## What is expected
Word for word, set down the entries that follow.

◇ ◇ ◇ ◇ ◇ ◇ ◇

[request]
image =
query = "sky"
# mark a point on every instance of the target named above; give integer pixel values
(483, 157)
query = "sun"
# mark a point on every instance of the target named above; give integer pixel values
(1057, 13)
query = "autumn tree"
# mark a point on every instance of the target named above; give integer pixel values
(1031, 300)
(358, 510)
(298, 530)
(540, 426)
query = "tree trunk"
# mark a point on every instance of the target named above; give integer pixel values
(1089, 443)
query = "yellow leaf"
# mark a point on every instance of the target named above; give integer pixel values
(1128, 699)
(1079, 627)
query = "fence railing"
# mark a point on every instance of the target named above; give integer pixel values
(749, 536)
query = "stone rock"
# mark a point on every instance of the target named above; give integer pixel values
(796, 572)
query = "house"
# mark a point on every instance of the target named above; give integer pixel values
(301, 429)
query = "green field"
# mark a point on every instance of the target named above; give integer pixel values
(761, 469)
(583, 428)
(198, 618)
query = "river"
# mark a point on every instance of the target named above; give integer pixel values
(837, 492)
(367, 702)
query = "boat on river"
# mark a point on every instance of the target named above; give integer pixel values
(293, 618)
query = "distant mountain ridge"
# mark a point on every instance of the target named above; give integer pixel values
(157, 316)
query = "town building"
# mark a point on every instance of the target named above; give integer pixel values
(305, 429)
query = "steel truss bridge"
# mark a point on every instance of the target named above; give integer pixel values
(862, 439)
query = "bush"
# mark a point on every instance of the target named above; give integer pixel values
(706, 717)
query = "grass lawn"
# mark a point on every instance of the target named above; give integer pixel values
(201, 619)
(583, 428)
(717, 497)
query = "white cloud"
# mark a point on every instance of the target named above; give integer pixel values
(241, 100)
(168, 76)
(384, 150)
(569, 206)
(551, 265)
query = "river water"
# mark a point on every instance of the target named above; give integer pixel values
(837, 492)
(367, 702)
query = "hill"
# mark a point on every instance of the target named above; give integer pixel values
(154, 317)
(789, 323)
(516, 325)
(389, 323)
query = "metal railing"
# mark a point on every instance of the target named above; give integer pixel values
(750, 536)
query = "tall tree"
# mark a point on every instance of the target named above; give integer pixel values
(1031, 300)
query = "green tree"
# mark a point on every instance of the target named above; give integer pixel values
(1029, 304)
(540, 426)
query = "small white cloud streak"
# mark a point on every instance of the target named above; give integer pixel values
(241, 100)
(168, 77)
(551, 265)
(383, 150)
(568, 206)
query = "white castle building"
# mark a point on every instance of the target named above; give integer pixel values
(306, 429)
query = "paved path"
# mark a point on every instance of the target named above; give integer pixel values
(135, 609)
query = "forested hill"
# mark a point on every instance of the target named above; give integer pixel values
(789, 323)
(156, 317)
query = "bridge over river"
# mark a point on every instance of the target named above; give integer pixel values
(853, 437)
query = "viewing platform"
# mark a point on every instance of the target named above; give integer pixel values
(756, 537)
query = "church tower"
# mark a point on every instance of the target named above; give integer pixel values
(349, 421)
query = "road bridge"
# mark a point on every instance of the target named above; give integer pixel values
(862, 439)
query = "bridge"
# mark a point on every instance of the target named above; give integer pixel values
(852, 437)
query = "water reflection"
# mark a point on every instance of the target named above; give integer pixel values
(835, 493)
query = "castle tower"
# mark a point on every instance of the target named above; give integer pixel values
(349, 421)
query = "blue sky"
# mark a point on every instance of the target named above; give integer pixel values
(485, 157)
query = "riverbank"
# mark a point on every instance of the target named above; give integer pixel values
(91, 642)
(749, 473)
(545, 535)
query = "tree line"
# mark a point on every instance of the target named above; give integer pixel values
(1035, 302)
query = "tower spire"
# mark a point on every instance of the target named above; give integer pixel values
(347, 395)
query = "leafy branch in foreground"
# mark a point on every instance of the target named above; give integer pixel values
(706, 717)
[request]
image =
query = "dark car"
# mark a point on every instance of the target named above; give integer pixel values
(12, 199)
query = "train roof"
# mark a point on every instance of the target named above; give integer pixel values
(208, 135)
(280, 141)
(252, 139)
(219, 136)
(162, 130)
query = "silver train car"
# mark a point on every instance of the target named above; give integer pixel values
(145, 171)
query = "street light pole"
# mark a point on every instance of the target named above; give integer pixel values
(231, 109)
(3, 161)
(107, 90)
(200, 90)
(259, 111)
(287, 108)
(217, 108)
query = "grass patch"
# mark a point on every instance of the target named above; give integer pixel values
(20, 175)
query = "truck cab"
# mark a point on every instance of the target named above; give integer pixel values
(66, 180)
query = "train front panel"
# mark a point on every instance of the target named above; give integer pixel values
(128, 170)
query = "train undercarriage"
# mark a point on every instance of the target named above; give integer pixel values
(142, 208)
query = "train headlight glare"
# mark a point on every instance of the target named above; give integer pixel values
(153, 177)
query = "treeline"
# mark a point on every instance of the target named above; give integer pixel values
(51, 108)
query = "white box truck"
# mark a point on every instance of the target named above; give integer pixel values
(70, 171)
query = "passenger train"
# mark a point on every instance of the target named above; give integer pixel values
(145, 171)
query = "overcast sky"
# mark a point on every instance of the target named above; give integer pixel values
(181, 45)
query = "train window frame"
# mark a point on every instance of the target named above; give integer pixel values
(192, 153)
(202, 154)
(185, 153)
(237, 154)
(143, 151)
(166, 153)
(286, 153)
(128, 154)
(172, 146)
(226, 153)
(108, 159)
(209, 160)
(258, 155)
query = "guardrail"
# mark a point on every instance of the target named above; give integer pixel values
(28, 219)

◇ ◇ ◇ ◇ ◇ ◇ ◇

## Result of this exercise
[request]
image =
query = "sky"
# mark a point on every instance of the target named above; give integer pixel values
(483, 157)
query = "sun"
# mark a point on every instance of the target named above; give integer pixel values
(1057, 13)
query = "autumn tree"
# mark a point on every instance of the target named above; give integer pixel values
(1031, 300)
(358, 510)
(298, 530)
(540, 426)
query = "tree trunk"
# mark a point on every instance of the target named above; give integer pixel values
(1089, 443)
query = "yellow leaf"
# mark a point on every instance of the target named above; give integer pixel values
(1128, 699)
(1079, 627)
query = "fence railing"
# mark a point on every instance of the target named above; give integer pixel values
(749, 536)
query = "stone rock"
# mark a point on every instance of the target named above; give integer pixel values
(796, 572)
query = "house"
# mark a point on every instance of the target named above; give integer pixel values
(301, 429)
query = "green field"
# mark a point on every instance of the target named above; give integer pixel values
(761, 469)
(583, 428)
(198, 618)
query = "river"
# mark a point on every instance of the target named above; give integer pixel values
(837, 492)
(367, 702)
query = "boat on river"
# mark a point on every instance of the target named above; give integer pixel values
(293, 618)
query = "distant mountain ridge"
# mark a point on every instance of the target named above; give integer pixel values
(157, 316)
query = "town building"
# mark a point on every instance of the target named above; give integer pixel values
(305, 429)
query = "steel truss bridge"
# mark a point on every instance of the target named above; give integer pixel values
(862, 439)
query = "bush"
# mark a point on every instance of the target named above; give integer pixel values
(706, 717)
query = "grass lawn"
# mark a point on every instance of the target named above; give integer pixel values
(201, 619)
(583, 428)
(717, 497)
query = "white cloud"
# mark a point on every instance of the target named above; give integer pixel values
(241, 100)
(168, 76)
(384, 150)
(569, 206)
(551, 265)
query = "river water"
# mark a point on every instance of the target named above; give integer pixel values
(837, 492)
(367, 702)
query = "hill"
# mark a point on every instance of the target named above; give integer pixel values
(154, 317)
(789, 323)
(516, 325)
(389, 323)
query = "metal railing"
# mark a point on every instance of the target named above; give integer pixel values
(750, 536)
query = "tall tree"
# mark a point on every instance of the target named above; give integer pixel values
(1031, 300)
query = "green tree"
# mark a point on every instance of the target named above; give integer pixel values
(1029, 304)
(540, 426)
query = "small white cloud streak"
# mark a point on every instance of the target named above; give integer pixel values
(241, 100)
(168, 77)
(551, 265)
(383, 150)
(568, 206)
query = "white castle building"
# mark a point on every instance of the target named above; give integer pixel values
(306, 429)
query = "paved path"
# mark a point on every instance of the target named above; give integer pixel values
(135, 609)
query = "forested hill"
# mark a point on every instance of the target named above; give integer pixel values
(789, 323)
(156, 317)
query = "bridge over river"
# mark a point on every instance of the target named above; give integer pixel values
(853, 437)
query = "viewing platform"
# mark a point on every instance of the target named above; give integer pixel values
(756, 537)
query = "church tower"
# mark a point on every instance of the target named above; give integer pixel values
(349, 421)
query = "road bridge"
# mark a point on every instance of the target named above; give integer pixel values
(862, 439)
query = "bridge"
# mark a point on every instance of the target named above; give integer pixel values
(852, 437)
query = "water reflection"
# mark a point on every instance of the target named above; give integer pixel values
(835, 493)
query = "castle tower"
# mark a point on every instance of the target named above; give integer pixel values
(349, 421)
query = "blue sky"
# mark a point on every instance of the target named above; give integer pixel values
(485, 157)
query = "riverbank"
# mark a point on every instance of the target named above; give integer pixel values
(91, 642)
(749, 473)
(545, 535)
query = "tree line"
# mark a point on every instance of the target named above; give integer pixel values
(1035, 302)
query = "tower spire"
# mark a point on every instance of the target named above; give integer pixel values
(347, 395)
query = "leafy branch in foreground"
# mark a point on every instance of the target named above; give integer pixel values
(706, 717)
[request]
image =
query = "dark car"
# mark a point on every instance of the target named above; give integer pixel values
(12, 199)
query = "train roof"
# mark a point on every instance of the target named above; give integer pixel values
(208, 135)
(280, 141)
(252, 139)
(219, 136)
(162, 130)
query = "silver train car"
# mark a point on every instance of the target named above; give integer pixel values
(145, 171)
query = "street light pole"
# mark a point on every instance of the target named above; give integer pixel values
(231, 109)
(3, 161)
(107, 90)
(200, 90)
(259, 111)
(287, 108)
(217, 108)
query = "grass patch"
# mark a point on every instance of the target named above; give integer pixel values
(20, 175)
query = "truck cab"
# mark a point on every instance of the target named above; give integer pixel values
(66, 180)
query = "train front panel"
# mark a point on every instance of the target named above; give integer pixel values
(128, 170)
query = "train undercarriage"
# mark a point on every instance of the target named above; give integer pixel values
(142, 208)
query = "train headlight glare"
# mark a point on every instance of the target named above; give integer pixel values
(153, 177)
query = "treeline"
# mark a point on every instance of the target named above; give integer pixel values
(51, 108)
query = "white box truck"
# mark a point on every instance of the target named above; give integer pixel values
(70, 171)
query = "passenger train"
# mark a point on every instance of the target named above; give integer pixel values
(145, 171)
query = "overcast sky"
# mark a point on every instance of the target named above; give integer pixel values
(181, 45)
query = "train window frame"
# mark a point on every instance of the target named above; give integer pixel values
(192, 153)
(202, 154)
(185, 153)
(237, 154)
(143, 151)
(166, 153)
(286, 153)
(128, 154)
(172, 146)
(226, 153)
(108, 159)
(209, 160)
(258, 155)
query = "guardrail"
# mark a point on every instance of the target named above; give integer pixel values
(28, 219)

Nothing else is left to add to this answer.